__About this task__:
Copy out the entries exactly. Print them in full.

__Dataset entries__:
= = = =

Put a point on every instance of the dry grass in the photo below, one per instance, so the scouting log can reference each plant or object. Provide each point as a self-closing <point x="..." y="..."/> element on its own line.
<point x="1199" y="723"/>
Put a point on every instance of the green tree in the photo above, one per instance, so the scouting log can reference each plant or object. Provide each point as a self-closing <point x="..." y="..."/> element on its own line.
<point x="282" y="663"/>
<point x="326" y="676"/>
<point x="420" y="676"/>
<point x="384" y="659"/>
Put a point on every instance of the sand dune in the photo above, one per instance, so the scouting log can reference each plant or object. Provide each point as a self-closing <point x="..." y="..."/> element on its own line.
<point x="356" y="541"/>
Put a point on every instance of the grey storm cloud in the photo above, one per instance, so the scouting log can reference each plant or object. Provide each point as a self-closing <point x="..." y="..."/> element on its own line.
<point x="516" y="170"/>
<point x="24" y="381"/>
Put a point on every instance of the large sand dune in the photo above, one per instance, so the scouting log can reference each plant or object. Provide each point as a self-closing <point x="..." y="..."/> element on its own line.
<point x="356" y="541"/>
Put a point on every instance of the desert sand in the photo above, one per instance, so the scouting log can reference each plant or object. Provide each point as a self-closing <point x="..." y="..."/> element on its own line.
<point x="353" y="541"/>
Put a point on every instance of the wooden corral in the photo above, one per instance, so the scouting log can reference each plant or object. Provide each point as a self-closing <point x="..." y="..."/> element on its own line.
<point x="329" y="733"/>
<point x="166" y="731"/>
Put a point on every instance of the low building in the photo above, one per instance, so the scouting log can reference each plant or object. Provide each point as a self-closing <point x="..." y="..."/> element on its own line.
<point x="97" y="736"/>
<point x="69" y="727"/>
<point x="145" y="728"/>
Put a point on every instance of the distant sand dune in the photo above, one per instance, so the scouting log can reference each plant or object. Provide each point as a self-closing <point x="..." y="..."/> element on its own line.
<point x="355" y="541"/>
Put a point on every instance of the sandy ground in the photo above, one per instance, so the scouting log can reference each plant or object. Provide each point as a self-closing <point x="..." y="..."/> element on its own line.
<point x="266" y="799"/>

= = = =

__Your solution__:
Put a point on every instance of the dry grass in the photo below, one per instance, so the scouting log can reference each plant or object. Provide each point as a self-closing <point x="..." y="..."/> element on its own line.
<point x="1199" y="723"/>
Put a point on every instance of the green tree in the photo above, one per instance, so the scouting log can reference each plant or object. Provide each point as a self-closing <point x="..." y="..."/> element on its own line.
<point x="282" y="663"/>
<point x="326" y="676"/>
<point x="420" y="676"/>
<point x="384" y="659"/>
Put a point on every instance of the sand dune in the photo above, one per instance, so the scouting log can reference each plant or object. Provide each point as a self-closing <point x="..." y="..."/> element on its own line.
<point x="356" y="541"/>
Put a point on every instance of the grey storm cloud in the photo above, one per instance, so the scouting log can reference each plant or object. Provide each point as a self-closing <point x="..." y="..."/> element on its own line.
<point x="516" y="170"/>
<point x="24" y="381"/>
Put a point on every instance of the large sand dune in the photo above, one per instance, so the scouting log can reference each plant or object. Provide each point as a self-closing <point x="..." y="..."/> element on its own line.
<point x="356" y="541"/>
Put a point on every instance of the desert sand in the photo above, one per instance, so the scouting log can reference each plant or object. Provide each point as a self-closing <point x="..." y="..."/> element on its own line.
<point x="353" y="541"/>
Put a point on every instance of the wooden corral in the photo above, one per instance, so the scouting log can reference each plant or object. Provide each point as a self-closing <point x="..." y="..."/> element on its own line.
<point x="329" y="733"/>
<point x="166" y="731"/>
Put a point on every instance of the low building in the photo above, one per instance, so the scouting log can reference each plant or object. Provide each point as a self-closing <point x="..." y="..."/> element on its own line.
<point x="97" y="736"/>
<point x="69" y="727"/>
<point x="145" y="728"/>
Put a point on every instance of the distant sand dune in the photo above, one per instance, so the scouting log can reference each plant or object. Provide each point as a self-closing <point x="..." y="..."/> element on its own line.
<point x="355" y="541"/>
Put a point on every instance of the sandy ground in the photo above, one per instance, so the scouting log can reference each plant or object. Provide each point as a self-closing <point x="..." y="..."/> element on its own line.
<point x="266" y="799"/>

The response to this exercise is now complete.